[TAREFA A REALIZAR]:
Prossiga o texto sobre o Dia do Silêncio em Bali a partir da última frase apresentada.

[TEXTO FORNECIDO]:
* * * *

Chegámos a Bali sem saber que daí a pouco nos esperavam vinte e quatro horas de silêncio total. Era segunda-feira de uma semana muito especial, na mais espiritual das ilhas indonésias. Estávamos, por feliz ou infeliz acaso, a poucos dias do Niepy Day, o Dia do Silêncio, e com ele as cerimónias dos Ogoh-Ogoh.
Aos poucos, fomos percebendo a forma fervorosa e rígida como o dia seria levado: portos e aeroportos são encerrados, e até as estradas são vedadas à circulação; escolas, repartições públicas, lojas, supermercados, restaurantes, tudo, mesmo tudo é encerrado. E ninguém anda na rua. É como se, durante 24 horas, Bali se transformasse subitamente numa ilha fantasma, onde não mora ninguém. “É para os maus espíritos que nos sobrevoam seguirem directos para Java e deixarem a ilha de Bali em paz”, explicava Sri, a simpática funcionária da guesthouse onde primeiramente nos alojámos, em tom de brincadeira. No fundo, é exactamente isso que os balineses pensam.
Bali é uma ilha profundamente espiritual. No miniautocarro que nos levou do porto de Gilimanuk até Denpasar, logo no primeiro dia à ilha, após atravessado o estreito de Bali vindo de Java, vimos o motorista parar num santuário, aos primeiros quilómetros da viagem, onde uma mulher lhe molhou a cara e colou na testa uns grãos de arroz, e colocou um pau de incenso no carro. Para ter sorte no caminho. Logo a seguir, na bemo (uma espécie de táxi colectivo) que nos levou até Ubud, o tablier estava transformado num altar. E havia flores e arroz junto a uma pequena ganesha, uma das divindades hindus que, entre outras crenças, representa o intelecto e a sabedoria que permite a destruição de obstáculos.
Bali é assim. Oferendas, cerimónias, procissões, flores, arroz e fruta e incenso aparecem e desaparecem ao virar de cada esquina. Nas grandes cidades e nas pequenas aldeias – em todo o lado. Nada parece ser mais importante para um balinês que o seu calendário de cerimónias – preparar o aniversário do templo da aldeia e assistir às cerimónias, participar no funeral de alguém da aldeia, celebrar a lua nova ou a lua cheia, o quinto ou o sexto mês de um filho, um aniversário, enfim, as datas são imensas. E o exponente máximo, a mãe de todas as celebrações, chama-se Niepy Day. É a entrada no novo ano, um dia silencioso para reflectir no que aconteceu de bom e expiar o que de mau se viveu no ano velho.

* * * *

[ENTRADAS FORNECIDAS]:
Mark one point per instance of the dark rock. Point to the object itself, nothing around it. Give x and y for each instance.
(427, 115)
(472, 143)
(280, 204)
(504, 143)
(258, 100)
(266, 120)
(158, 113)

* * * *

[RESULTADO DO EXERCÍCIO]:
Fomos avisados para nos prepararmos para o Dia do Silêncio. E que devíamos comprar tudo o que precisássemos – água, bolachas, carne, leite, massas, fruta, livros, tudo – com dois dias de antecedência, antes que houvesse uma corrida às prateleiras dos supermercados e que os desfiles dos Ogoh-Ogoh tornassem as ruas intransitáveis. “Ogoh-Ogoh? O que é isso?”, apressou-se a perguntar a Pikitim. “Os Ogoh-Ogoh são uma encarnação dos espíritos maus, são como nós os imaginamos. Antes do Dia do Silêncio vamos acordá-los e mandá-los daqui para fora”, explicou Ketut enquanto nos deixava à porta de uma casa alugada na aldeia de Penestanan, onde iríamos passar esse estranho dia, com uma lanterna e o aviso de que não deveríamos acender as luzes de fora (onde estava a cozinha, a sala… a piscina) para respeitarmos o mais possível tradição balinesa. E não poderíamos sair de casa. Mesmo.
O desfile dos Ogoh-Ogoh foi, para a Pikitim, algo de “verdadeiramente espectacular” (as palavra são dela). “São monstros muito grandes, que os meninos levam às costas e andam a passear pela cidade e a fazer uóóóóó-uóóóóóóó!”, contou, entusiasmada, antes de se deter num pequeno pormenor: “Mas o mais divertido é vê-los a desviarem-se dos fios das electricidade”, resumiu.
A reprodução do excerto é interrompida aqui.